TASK PROMPT ▸ Once the line containing "# annotate each instance of the bridge" is found, copy it and each subsequent line exactly. Stop at the end of the records below.

(Stored items from a collection)
══════
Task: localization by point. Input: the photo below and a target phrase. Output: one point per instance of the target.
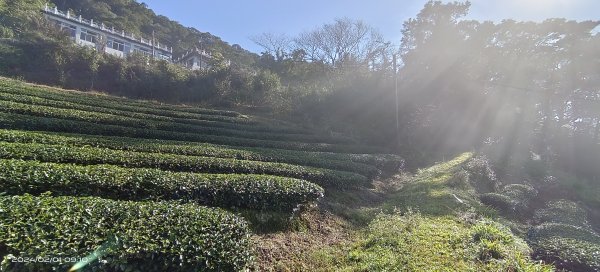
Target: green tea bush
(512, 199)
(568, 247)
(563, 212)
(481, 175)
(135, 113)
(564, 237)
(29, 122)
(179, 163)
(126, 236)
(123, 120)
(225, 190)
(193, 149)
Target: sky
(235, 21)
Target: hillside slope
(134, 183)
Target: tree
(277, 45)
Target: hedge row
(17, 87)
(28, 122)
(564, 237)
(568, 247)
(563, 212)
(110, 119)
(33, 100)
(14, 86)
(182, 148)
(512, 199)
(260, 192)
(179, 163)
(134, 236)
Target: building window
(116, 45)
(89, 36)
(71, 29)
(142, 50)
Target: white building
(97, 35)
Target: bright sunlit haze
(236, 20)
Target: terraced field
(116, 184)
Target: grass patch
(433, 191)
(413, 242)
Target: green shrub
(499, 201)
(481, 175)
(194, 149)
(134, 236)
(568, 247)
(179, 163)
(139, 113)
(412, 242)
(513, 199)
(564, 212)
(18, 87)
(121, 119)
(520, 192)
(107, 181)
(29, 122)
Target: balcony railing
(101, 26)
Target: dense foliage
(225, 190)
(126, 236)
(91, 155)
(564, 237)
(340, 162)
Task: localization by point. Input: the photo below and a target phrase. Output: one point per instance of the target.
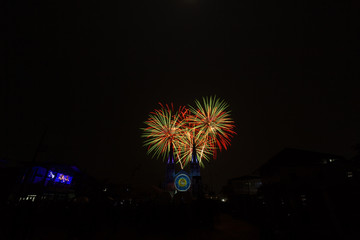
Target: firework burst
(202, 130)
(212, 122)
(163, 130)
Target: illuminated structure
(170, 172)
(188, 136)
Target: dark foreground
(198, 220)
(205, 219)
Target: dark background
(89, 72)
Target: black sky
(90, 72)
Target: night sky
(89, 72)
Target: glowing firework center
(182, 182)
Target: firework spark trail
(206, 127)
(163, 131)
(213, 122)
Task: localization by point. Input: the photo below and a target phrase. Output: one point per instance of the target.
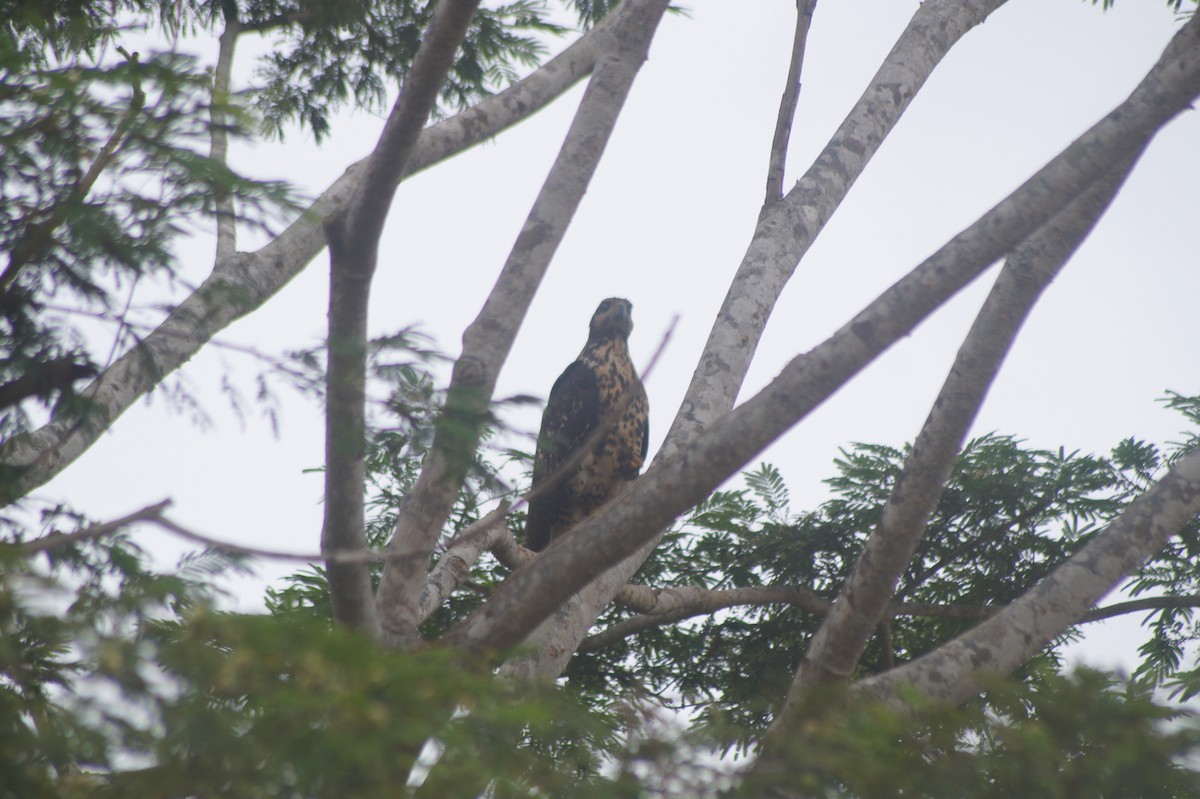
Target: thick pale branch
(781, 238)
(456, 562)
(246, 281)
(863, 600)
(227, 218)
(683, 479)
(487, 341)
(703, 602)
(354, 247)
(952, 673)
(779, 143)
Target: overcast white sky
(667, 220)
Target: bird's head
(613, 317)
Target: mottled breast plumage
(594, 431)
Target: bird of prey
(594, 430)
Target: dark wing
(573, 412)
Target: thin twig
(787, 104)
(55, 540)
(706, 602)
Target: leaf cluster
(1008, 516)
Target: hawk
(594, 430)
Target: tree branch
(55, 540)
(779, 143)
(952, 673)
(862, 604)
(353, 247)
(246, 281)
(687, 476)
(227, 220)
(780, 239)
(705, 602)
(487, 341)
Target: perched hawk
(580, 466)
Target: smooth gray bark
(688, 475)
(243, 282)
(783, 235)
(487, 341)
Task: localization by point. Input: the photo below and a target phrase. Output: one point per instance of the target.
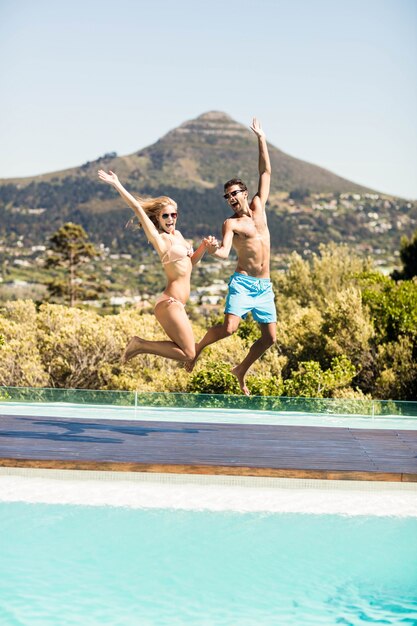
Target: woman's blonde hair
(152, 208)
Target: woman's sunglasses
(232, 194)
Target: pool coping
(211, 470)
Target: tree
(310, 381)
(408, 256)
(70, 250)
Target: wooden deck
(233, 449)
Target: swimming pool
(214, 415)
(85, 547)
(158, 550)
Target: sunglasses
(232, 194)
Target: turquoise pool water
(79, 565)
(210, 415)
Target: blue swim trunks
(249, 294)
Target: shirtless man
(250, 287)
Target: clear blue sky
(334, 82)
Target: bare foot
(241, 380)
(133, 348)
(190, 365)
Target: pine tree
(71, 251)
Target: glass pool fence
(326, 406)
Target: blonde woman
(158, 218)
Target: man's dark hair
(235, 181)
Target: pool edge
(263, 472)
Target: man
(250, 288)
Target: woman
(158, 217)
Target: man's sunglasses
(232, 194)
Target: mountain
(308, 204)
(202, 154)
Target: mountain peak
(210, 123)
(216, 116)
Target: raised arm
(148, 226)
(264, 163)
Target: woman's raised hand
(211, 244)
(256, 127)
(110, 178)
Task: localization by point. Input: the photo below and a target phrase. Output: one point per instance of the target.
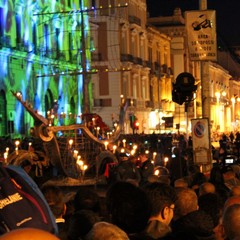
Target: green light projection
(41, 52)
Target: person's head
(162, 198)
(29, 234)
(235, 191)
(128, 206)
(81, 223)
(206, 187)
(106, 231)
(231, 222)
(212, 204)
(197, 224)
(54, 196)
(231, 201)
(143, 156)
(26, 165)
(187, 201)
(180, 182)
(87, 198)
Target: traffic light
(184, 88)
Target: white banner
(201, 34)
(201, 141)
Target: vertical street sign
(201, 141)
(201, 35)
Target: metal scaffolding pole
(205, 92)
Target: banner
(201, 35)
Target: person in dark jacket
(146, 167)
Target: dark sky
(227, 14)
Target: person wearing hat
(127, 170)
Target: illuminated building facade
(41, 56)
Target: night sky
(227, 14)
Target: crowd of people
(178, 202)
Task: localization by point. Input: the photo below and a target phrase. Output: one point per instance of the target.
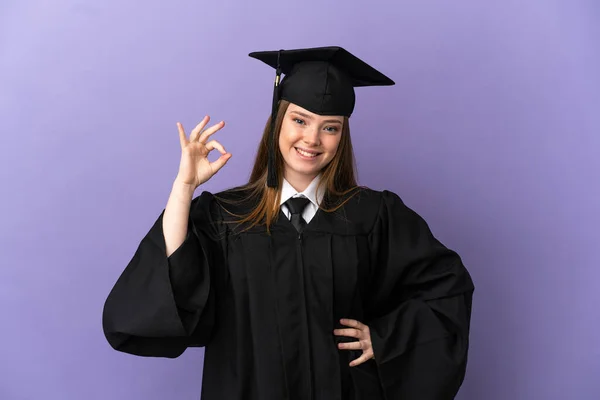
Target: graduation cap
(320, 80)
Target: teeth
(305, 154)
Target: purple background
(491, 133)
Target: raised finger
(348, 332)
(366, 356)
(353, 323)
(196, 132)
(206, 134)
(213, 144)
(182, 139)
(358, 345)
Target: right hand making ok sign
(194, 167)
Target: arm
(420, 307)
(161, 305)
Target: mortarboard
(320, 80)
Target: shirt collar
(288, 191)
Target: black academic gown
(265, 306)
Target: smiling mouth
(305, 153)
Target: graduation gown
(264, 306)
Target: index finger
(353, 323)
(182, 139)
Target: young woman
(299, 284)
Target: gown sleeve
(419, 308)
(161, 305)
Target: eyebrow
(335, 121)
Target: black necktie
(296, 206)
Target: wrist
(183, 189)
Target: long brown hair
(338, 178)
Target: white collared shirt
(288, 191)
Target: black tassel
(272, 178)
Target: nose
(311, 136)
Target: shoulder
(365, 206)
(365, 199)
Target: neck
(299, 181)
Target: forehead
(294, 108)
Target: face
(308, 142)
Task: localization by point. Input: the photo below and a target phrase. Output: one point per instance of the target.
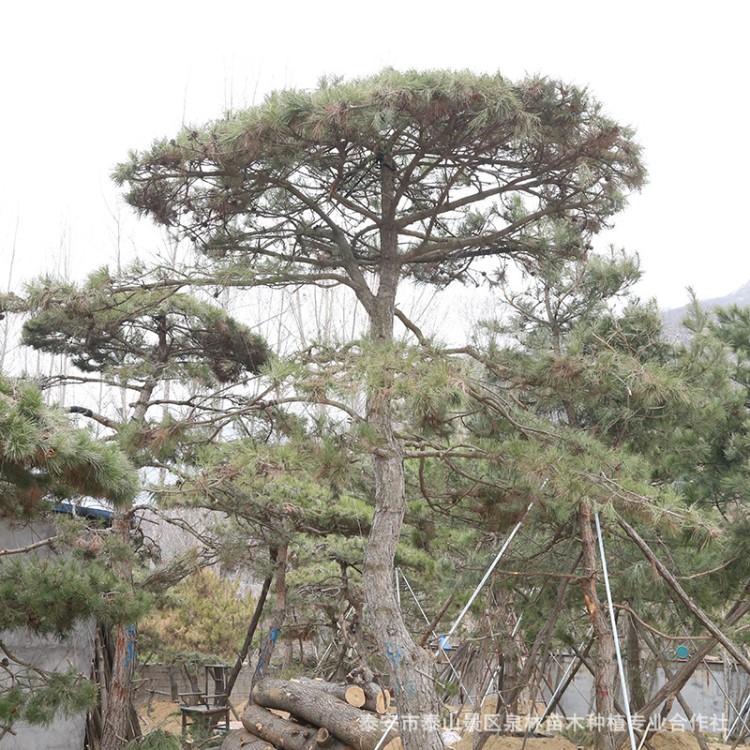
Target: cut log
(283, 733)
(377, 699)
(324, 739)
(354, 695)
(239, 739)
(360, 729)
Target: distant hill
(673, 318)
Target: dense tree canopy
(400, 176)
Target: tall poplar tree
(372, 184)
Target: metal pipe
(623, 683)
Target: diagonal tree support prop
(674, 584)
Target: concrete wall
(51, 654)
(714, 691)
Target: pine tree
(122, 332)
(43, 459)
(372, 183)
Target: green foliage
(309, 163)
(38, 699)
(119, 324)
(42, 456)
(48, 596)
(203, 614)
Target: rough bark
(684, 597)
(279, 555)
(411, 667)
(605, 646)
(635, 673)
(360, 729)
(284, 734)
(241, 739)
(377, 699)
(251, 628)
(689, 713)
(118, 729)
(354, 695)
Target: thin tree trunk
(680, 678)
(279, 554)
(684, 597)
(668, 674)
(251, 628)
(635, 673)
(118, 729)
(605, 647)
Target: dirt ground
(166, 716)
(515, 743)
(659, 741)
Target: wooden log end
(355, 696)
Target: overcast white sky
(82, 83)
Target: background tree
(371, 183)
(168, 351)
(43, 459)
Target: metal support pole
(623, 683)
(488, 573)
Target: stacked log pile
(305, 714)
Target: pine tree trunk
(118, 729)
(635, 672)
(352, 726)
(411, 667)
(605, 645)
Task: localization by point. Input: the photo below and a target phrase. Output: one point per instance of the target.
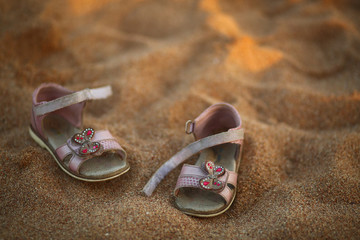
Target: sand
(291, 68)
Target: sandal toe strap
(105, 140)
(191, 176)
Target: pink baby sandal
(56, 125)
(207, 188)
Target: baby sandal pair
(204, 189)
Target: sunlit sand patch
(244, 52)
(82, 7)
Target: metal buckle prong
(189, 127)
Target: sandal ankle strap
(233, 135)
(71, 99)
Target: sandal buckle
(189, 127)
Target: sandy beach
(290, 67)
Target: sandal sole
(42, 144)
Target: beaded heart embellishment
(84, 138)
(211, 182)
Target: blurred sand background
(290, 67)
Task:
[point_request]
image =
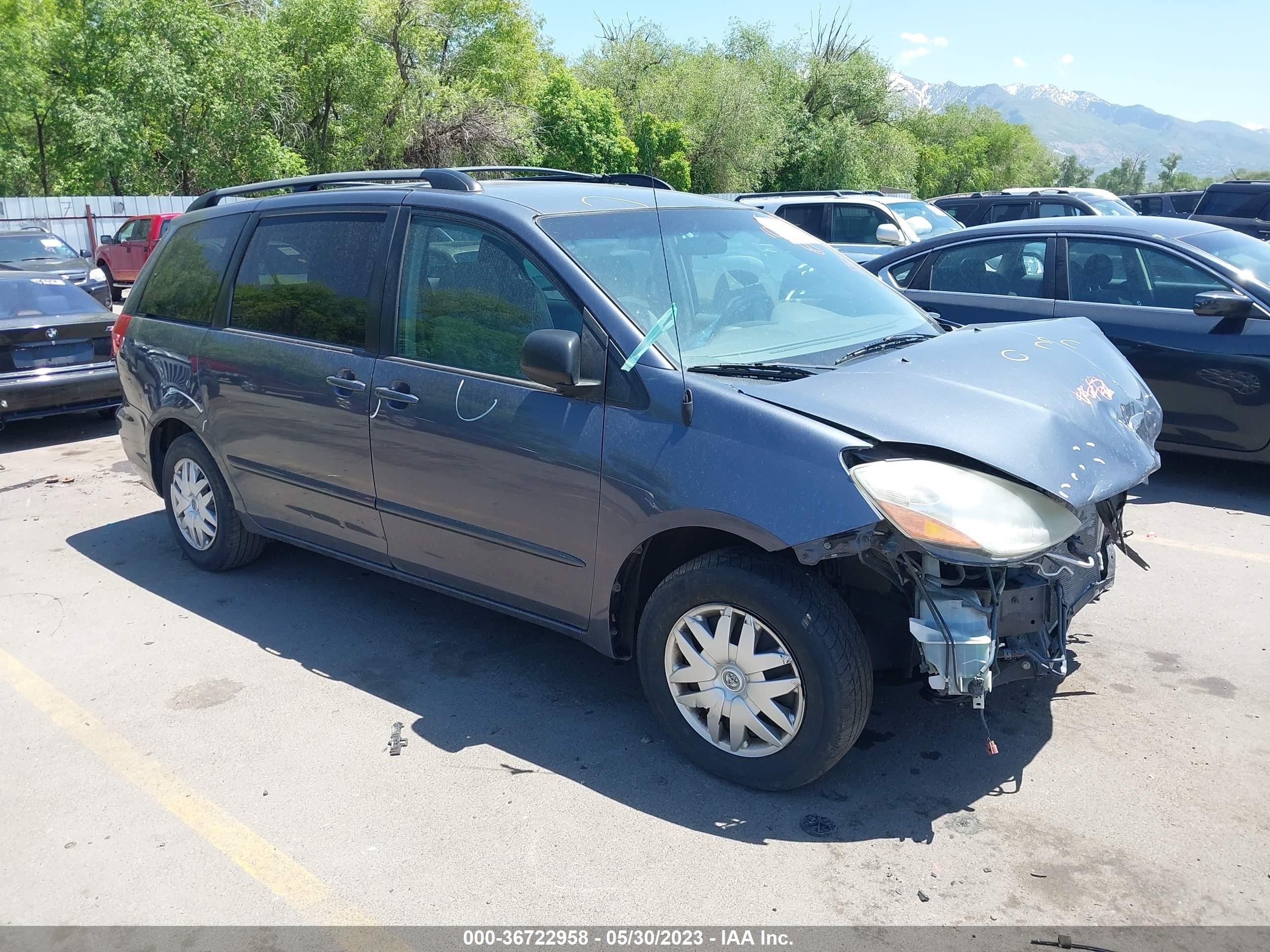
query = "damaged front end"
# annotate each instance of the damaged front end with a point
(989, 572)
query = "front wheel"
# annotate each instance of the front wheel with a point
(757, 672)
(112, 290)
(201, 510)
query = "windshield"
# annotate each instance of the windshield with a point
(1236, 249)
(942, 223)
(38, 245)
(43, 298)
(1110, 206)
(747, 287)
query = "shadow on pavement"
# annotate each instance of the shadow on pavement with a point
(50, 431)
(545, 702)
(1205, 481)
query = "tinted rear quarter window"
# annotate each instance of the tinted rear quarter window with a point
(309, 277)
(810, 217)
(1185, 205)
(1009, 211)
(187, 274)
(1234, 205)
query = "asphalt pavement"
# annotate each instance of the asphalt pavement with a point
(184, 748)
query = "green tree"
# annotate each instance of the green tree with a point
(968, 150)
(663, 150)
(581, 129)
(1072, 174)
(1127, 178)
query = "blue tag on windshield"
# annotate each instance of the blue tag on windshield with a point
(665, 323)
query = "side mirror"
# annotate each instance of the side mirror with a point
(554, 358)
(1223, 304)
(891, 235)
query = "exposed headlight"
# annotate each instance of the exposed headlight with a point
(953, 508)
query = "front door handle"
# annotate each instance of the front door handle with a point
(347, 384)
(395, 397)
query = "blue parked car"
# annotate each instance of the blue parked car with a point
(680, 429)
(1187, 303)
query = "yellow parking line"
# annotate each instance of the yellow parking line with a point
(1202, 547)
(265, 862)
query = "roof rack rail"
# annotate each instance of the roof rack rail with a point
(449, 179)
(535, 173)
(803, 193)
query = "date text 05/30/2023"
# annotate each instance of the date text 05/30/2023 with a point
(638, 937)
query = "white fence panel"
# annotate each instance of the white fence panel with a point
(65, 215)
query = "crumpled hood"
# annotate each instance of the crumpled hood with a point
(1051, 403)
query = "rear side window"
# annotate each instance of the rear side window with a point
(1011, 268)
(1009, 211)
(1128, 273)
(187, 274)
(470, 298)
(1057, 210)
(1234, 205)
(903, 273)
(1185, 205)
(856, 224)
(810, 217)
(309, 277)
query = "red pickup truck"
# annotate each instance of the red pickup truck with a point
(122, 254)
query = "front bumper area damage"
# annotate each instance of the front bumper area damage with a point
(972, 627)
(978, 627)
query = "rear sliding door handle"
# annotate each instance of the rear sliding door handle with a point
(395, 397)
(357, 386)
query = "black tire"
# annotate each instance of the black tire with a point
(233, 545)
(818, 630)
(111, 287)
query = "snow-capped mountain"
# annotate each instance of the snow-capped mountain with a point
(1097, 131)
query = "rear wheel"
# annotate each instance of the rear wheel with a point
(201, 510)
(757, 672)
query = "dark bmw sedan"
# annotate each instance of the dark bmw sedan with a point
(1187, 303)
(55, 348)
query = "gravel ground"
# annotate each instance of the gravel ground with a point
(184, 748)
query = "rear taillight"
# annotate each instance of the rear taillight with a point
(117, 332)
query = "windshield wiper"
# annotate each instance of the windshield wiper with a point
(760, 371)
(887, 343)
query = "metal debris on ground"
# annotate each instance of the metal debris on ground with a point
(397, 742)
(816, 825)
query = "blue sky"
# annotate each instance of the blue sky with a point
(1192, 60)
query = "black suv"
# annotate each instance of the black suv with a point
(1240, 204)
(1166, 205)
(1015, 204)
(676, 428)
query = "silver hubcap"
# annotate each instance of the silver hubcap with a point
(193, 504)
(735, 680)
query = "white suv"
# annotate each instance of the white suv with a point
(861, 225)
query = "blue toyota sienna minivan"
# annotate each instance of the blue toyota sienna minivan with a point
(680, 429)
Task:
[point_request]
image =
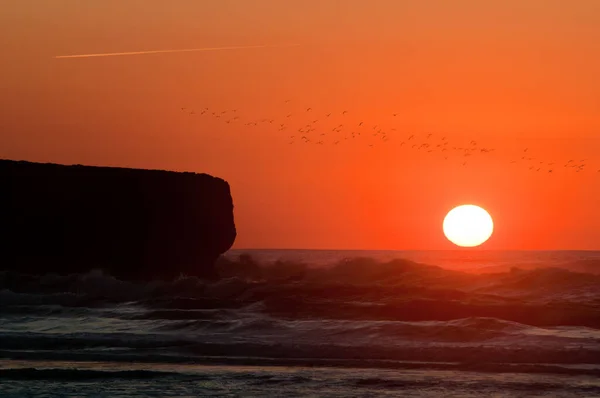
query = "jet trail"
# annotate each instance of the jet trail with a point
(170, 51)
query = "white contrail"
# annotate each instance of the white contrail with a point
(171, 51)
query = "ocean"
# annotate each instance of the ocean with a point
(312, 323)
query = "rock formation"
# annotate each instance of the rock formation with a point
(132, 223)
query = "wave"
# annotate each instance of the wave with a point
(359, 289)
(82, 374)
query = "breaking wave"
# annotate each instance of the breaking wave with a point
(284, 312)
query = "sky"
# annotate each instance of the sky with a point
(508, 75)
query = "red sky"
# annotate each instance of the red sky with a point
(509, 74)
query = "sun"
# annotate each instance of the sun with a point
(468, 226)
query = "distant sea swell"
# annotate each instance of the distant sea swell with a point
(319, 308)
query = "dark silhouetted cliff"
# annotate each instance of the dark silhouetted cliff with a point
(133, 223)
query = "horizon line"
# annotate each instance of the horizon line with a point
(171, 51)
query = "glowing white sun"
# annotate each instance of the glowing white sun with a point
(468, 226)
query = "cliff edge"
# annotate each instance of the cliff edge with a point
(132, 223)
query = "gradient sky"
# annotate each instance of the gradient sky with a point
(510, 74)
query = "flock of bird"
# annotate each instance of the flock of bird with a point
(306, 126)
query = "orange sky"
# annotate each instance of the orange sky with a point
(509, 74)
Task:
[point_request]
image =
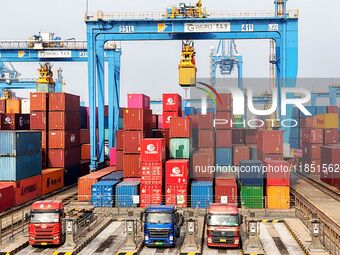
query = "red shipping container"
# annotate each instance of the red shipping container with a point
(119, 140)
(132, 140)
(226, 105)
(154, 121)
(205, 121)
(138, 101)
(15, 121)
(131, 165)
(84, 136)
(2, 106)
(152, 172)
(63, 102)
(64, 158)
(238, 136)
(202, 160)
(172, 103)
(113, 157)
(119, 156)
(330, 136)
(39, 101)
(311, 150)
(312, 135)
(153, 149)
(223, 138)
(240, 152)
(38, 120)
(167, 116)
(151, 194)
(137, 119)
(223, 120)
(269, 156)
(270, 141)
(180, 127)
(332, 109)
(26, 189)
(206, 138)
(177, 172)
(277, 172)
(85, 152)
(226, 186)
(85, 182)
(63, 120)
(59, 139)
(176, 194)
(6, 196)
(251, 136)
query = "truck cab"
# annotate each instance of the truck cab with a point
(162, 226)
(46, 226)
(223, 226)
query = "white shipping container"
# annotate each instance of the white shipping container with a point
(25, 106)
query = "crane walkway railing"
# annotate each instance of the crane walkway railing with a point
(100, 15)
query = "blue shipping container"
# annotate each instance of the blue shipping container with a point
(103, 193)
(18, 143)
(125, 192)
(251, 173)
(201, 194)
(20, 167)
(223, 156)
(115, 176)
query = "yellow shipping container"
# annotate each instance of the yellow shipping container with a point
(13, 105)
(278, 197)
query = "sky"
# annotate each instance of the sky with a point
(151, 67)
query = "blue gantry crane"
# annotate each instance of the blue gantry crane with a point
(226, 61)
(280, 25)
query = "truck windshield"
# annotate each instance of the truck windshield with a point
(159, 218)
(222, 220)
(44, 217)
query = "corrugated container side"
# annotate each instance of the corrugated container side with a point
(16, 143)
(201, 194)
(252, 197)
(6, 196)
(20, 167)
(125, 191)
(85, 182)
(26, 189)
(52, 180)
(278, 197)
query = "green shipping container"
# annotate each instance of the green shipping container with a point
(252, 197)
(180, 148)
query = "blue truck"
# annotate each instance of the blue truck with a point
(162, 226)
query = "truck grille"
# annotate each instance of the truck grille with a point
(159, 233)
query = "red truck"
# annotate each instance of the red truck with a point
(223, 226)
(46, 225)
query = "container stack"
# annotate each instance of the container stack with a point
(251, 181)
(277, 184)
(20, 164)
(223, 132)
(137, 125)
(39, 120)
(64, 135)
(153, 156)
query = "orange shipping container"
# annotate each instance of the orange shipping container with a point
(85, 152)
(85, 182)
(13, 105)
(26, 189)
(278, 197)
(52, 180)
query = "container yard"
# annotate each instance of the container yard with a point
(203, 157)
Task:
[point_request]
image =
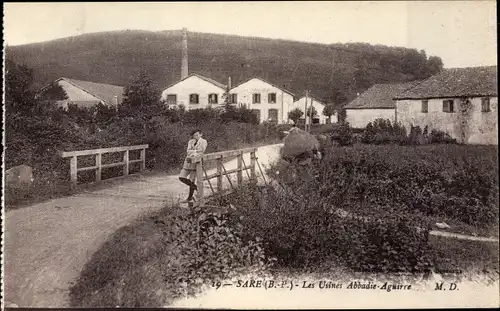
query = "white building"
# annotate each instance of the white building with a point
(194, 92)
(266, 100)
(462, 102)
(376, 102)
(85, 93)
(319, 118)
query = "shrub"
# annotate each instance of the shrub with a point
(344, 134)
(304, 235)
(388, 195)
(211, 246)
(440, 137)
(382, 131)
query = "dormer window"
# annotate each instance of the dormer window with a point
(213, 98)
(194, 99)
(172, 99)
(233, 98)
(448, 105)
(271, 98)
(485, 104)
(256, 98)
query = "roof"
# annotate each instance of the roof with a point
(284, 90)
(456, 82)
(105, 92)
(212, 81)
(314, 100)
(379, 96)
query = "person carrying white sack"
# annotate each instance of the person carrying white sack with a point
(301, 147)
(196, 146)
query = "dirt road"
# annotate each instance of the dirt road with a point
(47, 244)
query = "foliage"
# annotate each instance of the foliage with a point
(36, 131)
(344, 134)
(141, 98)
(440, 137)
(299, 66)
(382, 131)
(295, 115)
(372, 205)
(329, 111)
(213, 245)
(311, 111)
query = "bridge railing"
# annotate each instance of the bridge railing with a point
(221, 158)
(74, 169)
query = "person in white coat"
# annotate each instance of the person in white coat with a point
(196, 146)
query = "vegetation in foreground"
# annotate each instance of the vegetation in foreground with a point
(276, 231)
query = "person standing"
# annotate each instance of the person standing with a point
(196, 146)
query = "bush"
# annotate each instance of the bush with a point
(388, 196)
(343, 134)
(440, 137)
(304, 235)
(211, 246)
══════
ANSWER SECTION ▸
# annotate each instance of the bridge railing with a point
(221, 158)
(74, 169)
query = "person in white coat"
# annotate each instance of the person in white coat with a point
(196, 146)
query = "vegetation in foreground"
# annotate each instance of the vegetation in foreground with a point
(276, 231)
query = "person standing"
# annotate each instance of the person standing with a point
(196, 146)
query = "bush"
# annotate each instance of the bush with a point
(388, 196)
(343, 134)
(440, 137)
(304, 235)
(211, 246)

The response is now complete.